BEGIN

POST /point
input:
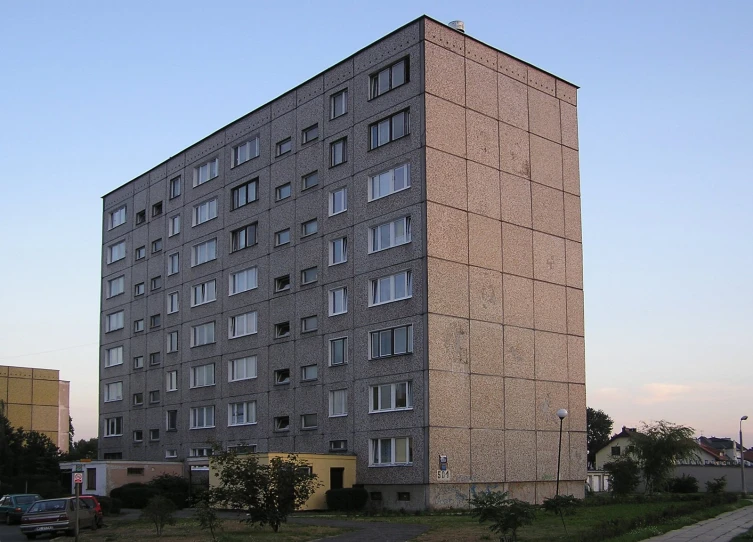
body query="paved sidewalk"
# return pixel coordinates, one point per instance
(722, 528)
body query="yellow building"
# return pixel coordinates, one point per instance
(333, 471)
(37, 400)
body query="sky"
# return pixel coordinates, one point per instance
(95, 93)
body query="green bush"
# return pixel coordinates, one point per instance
(347, 499)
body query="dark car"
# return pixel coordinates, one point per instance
(54, 515)
(12, 507)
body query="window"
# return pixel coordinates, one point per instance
(388, 182)
(309, 275)
(390, 234)
(308, 421)
(308, 324)
(115, 286)
(171, 420)
(206, 171)
(243, 237)
(113, 392)
(202, 334)
(206, 292)
(282, 423)
(242, 281)
(391, 451)
(243, 324)
(173, 226)
(114, 321)
(310, 227)
(175, 187)
(242, 369)
(338, 403)
(173, 263)
(204, 211)
(171, 381)
(338, 351)
(338, 301)
(114, 356)
(241, 413)
(116, 252)
(283, 192)
(204, 252)
(310, 181)
(309, 372)
(310, 134)
(245, 151)
(202, 375)
(391, 342)
(114, 426)
(116, 218)
(245, 193)
(338, 251)
(282, 376)
(389, 397)
(389, 78)
(282, 283)
(283, 147)
(338, 152)
(338, 104)
(389, 129)
(282, 237)
(173, 302)
(391, 288)
(338, 201)
(172, 341)
(202, 417)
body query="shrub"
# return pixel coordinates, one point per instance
(347, 499)
(683, 484)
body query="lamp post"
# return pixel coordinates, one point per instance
(561, 414)
(742, 459)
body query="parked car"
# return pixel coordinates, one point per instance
(93, 502)
(53, 515)
(12, 507)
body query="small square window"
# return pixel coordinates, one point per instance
(282, 330)
(283, 147)
(282, 283)
(282, 192)
(310, 134)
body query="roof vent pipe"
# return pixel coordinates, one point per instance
(457, 25)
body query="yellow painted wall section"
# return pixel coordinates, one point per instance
(320, 465)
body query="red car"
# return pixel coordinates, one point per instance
(92, 502)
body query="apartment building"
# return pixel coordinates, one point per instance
(385, 261)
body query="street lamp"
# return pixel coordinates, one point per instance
(561, 414)
(742, 458)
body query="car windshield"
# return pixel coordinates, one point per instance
(48, 506)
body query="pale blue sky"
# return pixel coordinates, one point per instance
(94, 94)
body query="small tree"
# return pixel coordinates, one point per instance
(159, 510)
(267, 492)
(506, 515)
(658, 447)
(624, 475)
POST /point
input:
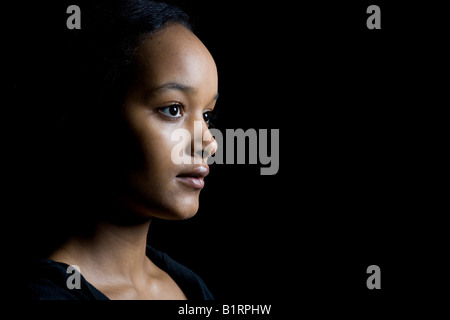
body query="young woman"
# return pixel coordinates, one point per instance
(142, 75)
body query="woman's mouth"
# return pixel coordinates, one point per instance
(193, 177)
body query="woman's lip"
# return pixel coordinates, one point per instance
(193, 182)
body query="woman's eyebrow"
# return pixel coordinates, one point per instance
(174, 86)
(180, 87)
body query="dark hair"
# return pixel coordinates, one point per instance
(111, 32)
(88, 141)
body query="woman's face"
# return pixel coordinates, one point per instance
(175, 87)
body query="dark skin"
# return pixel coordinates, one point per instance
(175, 85)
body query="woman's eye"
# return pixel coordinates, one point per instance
(173, 111)
(209, 118)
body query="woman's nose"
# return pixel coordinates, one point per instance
(203, 144)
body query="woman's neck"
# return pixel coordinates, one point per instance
(110, 253)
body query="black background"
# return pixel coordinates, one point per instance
(350, 104)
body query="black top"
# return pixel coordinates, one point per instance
(50, 278)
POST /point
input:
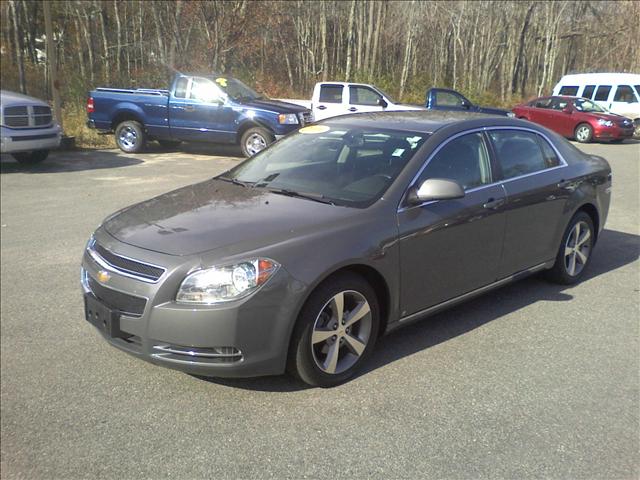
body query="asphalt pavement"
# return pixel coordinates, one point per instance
(532, 380)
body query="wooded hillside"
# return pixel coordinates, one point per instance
(488, 49)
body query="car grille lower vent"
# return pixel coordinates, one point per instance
(27, 116)
(122, 302)
(129, 266)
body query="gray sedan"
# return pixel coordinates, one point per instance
(299, 258)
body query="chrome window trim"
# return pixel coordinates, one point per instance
(563, 163)
(126, 273)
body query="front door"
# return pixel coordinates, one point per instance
(332, 101)
(202, 115)
(451, 247)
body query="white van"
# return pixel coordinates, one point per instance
(617, 92)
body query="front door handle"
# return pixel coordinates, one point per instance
(494, 203)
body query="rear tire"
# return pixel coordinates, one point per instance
(130, 136)
(31, 158)
(575, 250)
(255, 140)
(335, 332)
(583, 133)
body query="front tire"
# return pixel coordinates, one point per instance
(583, 133)
(130, 136)
(335, 332)
(31, 158)
(575, 250)
(255, 140)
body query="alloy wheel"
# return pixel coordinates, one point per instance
(128, 137)
(341, 332)
(577, 248)
(255, 143)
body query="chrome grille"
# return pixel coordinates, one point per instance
(115, 300)
(27, 116)
(127, 266)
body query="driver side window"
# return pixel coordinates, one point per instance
(464, 160)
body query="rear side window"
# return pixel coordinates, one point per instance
(363, 96)
(588, 91)
(602, 94)
(624, 93)
(569, 90)
(331, 93)
(465, 160)
(181, 87)
(521, 153)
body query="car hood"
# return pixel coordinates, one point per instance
(274, 105)
(214, 214)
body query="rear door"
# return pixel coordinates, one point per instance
(451, 247)
(625, 102)
(537, 192)
(331, 101)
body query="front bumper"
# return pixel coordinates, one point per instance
(244, 338)
(13, 140)
(612, 133)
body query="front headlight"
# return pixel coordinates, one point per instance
(288, 119)
(226, 283)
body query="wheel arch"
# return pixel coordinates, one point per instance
(124, 115)
(591, 210)
(251, 124)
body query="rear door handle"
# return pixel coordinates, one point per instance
(494, 203)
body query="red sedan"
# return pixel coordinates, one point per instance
(577, 118)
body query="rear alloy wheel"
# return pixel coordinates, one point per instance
(31, 158)
(130, 136)
(335, 333)
(583, 133)
(254, 140)
(575, 251)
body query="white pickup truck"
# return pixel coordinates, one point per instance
(340, 98)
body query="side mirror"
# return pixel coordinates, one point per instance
(435, 189)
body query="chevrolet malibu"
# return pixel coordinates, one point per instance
(299, 258)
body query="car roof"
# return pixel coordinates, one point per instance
(422, 121)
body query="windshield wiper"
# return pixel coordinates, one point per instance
(316, 197)
(235, 181)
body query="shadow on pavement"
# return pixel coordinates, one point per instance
(614, 250)
(70, 161)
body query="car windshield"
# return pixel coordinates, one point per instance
(235, 89)
(349, 166)
(584, 105)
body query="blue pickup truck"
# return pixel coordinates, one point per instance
(447, 99)
(197, 108)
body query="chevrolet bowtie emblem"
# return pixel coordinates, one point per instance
(103, 277)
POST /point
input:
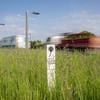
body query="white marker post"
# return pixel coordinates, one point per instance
(51, 65)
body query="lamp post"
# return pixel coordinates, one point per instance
(26, 26)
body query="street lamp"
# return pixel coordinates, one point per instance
(26, 26)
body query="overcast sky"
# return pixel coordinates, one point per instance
(56, 16)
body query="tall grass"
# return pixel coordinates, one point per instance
(23, 75)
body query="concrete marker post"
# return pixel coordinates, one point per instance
(51, 66)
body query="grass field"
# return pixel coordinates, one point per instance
(23, 75)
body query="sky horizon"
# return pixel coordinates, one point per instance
(56, 16)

END

§ **TASK INSTRUCTIONS**
An exact copy of the listing is required, with every image removed.

§ **WRITTEN SOLUTION**
POST /point
input:
body query="paved sidewalk"
# return pixel coordinates, one point per instance
(722, 528)
body query="yellow building"
# return pixel coordinates, one point per instance
(333, 471)
(37, 400)
body query="sky"
# return pixel coordinates, one point per instance
(95, 93)
body query="green bush"
# return pixel coordinates, one point per instance
(347, 499)
body query="dark car"
# return pixel coordinates, one point per instance
(54, 515)
(12, 507)
body query="window"
# return pixel coordinates, one point per instance
(388, 182)
(309, 275)
(390, 234)
(308, 421)
(308, 324)
(115, 286)
(171, 420)
(206, 171)
(243, 237)
(113, 392)
(202, 334)
(206, 292)
(282, 423)
(242, 281)
(391, 451)
(243, 324)
(173, 226)
(114, 321)
(310, 227)
(175, 187)
(242, 369)
(338, 403)
(173, 263)
(204, 211)
(171, 381)
(338, 351)
(338, 301)
(114, 356)
(241, 413)
(116, 252)
(283, 192)
(204, 252)
(310, 181)
(309, 372)
(310, 134)
(245, 151)
(202, 375)
(391, 342)
(114, 426)
(116, 218)
(245, 193)
(338, 251)
(282, 376)
(389, 397)
(389, 78)
(282, 283)
(283, 147)
(338, 152)
(338, 104)
(389, 129)
(282, 237)
(173, 302)
(391, 288)
(338, 201)
(172, 341)
(202, 417)
body query="shrub"
# return pixel coordinates, one point per instance
(347, 499)
(683, 484)
body query="lamp post"
# return pixel coordinates, one point per instance
(561, 414)
(742, 459)
body query="parked car"
# return pixel coordinates, one point per instance
(93, 502)
(53, 515)
(12, 507)
body query="small square window"
# return pixel coordinates, one point per instance
(282, 330)
(283, 147)
(282, 283)
(282, 192)
(310, 134)
body query="roof vent pipe"
# return pixel coordinates, one point per instance
(457, 25)
body query="yellow painted wall section"
# return pixel coordinates, one point per instance
(320, 465)
body query="red car"
# return pixel coordinates, one point per instance
(92, 502)
body query="apartment building"
# return pixel coordinates, one point per instance
(385, 261)
body query="street lamp"
# return pixel coordinates, one point per instance
(561, 414)
(742, 458)
body query="car windshield"
# return pixel coordinates, one point per instance
(48, 506)
body query="pale blue sky"
# return pixel coordinates, one point per instance
(94, 94)
body query="small tree"
# return pixel coordinates, one point per instance
(159, 510)
(267, 492)
(506, 515)
(658, 447)
(624, 475)
POST /point
input:
body query="young woman"
# return pixel coordinates, one point per instance
(142, 75)
body query="woman's mouth"
# return pixel coordinates, one point per instance
(193, 177)
body query="woman's lip"
# return pixel coordinates, one point per instance
(193, 182)
body query="woman's eyebrow"
# return pixel coordinates, one point per instance
(174, 86)
(180, 87)
body query="dark hair"
# return pixel coordinates, one point per instance
(111, 32)
(88, 141)
body query="woman's face"
# return pixel coordinates, one point per instance
(175, 87)
body query="dark skin"
# return pixel coordinates, one point per instance
(175, 85)
body query="woman's eye"
# return pixel coordinates, one point per instance
(173, 111)
(209, 118)
body query="woman's nose"
# return pixel coordinates, one point per instance
(203, 144)
body query="woman's neck"
# return pixel coordinates, one point per instance
(110, 253)
body query="black background"
# return pixel coordinates, one point per instance
(350, 104)
body query="black top"
# return pixel coordinates, one point per instance
(50, 278)
POST /point
input:
body query="asphalt pavement"
# return pixel coordinates, one point per instance
(532, 380)
body query="wooded hillside"
# return pixel coordinates, one point per instance
(488, 49)
body query="car grille lower vent"
# return pixel coordinates, one point per instance
(27, 116)
(122, 302)
(129, 266)
body query="gray sedan"
# return pixel coordinates, one point per instance
(299, 258)
body query="chrome window trim"
# return pixel coordinates, one point per instance
(563, 163)
(126, 273)
body query="front door"
# return pixel coordinates, one point per instance
(332, 101)
(202, 115)
(451, 247)
body query="white van"
# return pixel coordinates, one point per instance
(617, 92)
body query="front door handle"
# return pixel coordinates, one point per instance
(494, 203)
body query="rear tire"
# return pixel coordinates, one point per instance
(130, 136)
(31, 158)
(575, 250)
(255, 140)
(335, 332)
(583, 133)
body query="front tire"
# return pixel coordinates, one point per instance
(583, 133)
(130, 136)
(335, 332)
(31, 158)
(575, 250)
(255, 140)
body query="alloy wheel"
# return pixel coordinates, one point per instance
(128, 137)
(341, 332)
(577, 248)
(255, 143)
body query="chrome grille"
# return pixel coordinates, one point per instance
(115, 300)
(27, 116)
(127, 266)
body query="driver side window"
# return pixel coordinates, one point per instance
(464, 160)
body query="rear side window"
# return pixel coordinates, one point per instance
(363, 96)
(588, 91)
(602, 94)
(624, 93)
(569, 90)
(331, 93)
(465, 160)
(181, 87)
(521, 153)
body query="car hood"
# return pixel coordinates, one point per instance
(274, 105)
(214, 214)
body query="rear door"
# return pixel coordinates, one point per instance
(451, 247)
(625, 102)
(537, 192)
(331, 101)
body query="front bumper"
# return pixel coordinates, one point per instance
(244, 338)
(13, 140)
(612, 133)
body query="front headlight"
# return pixel coordinates, one point per instance
(288, 119)
(226, 283)
body query="wheel arch"
# return pixel coordinates, one point per instance
(124, 115)
(591, 210)
(251, 124)
body query="rear door handle"
# return pixel coordinates, one point per instance
(494, 203)
body query="red sedan"
# return pixel coordinates, one point per instance
(577, 118)
body query="rear alloy wheel"
# return pixel coordinates, one point per instance
(31, 158)
(130, 136)
(335, 333)
(583, 133)
(254, 140)
(575, 251)
body query="white pickup truck"
# return pixel coordinates, one point per instance
(340, 98)
body query="side mirror"
# return pixel coordinates, one point per instance
(435, 189)
body query="chevrolet malibu"
# return pixel coordinates, one point per instance
(299, 258)
body query="car roof"
# return pixel coordinates, one point per instance
(422, 121)
body query="windshield wiper"
# return pixel coordinates, one point per instance
(316, 197)
(235, 181)
body query="shadow on pavement"
# return pixel coordinates, one point per instance
(614, 250)
(70, 161)
body query="car windshield"
# return pixel coordinates, one point per instance
(235, 89)
(349, 166)
(584, 105)
body query="blue pickup truck"
# return pixel coordinates, one point per instance
(447, 99)
(197, 108)
body query="chevrolet bowtie emblem"
# return pixel coordinates, one point per instance
(103, 277)
POST /point
input:
body query="white marker post"
# return pixel coordinates, one point per instance
(51, 65)
body query="lamp post"
# return pixel coordinates, one point per instance
(26, 26)
body query="street lamp"
# return pixel coordinates, one point per instance
(26, 26)
body query="overcast sky"
# return pixel coordinates, one point per instance
(56, 16)
body query="tall grass"
# return pixel coordinates, one point per instance
(23, 75)
body query="concrete marker post"
# return pixel coordinates, one point per instance
(51, 66)
body query="grass field"
# return pixel coordinates, one point per instance
(23, 75)
body query="sky horizon"
# return pixel coordinates, one point per instance
(56, 16)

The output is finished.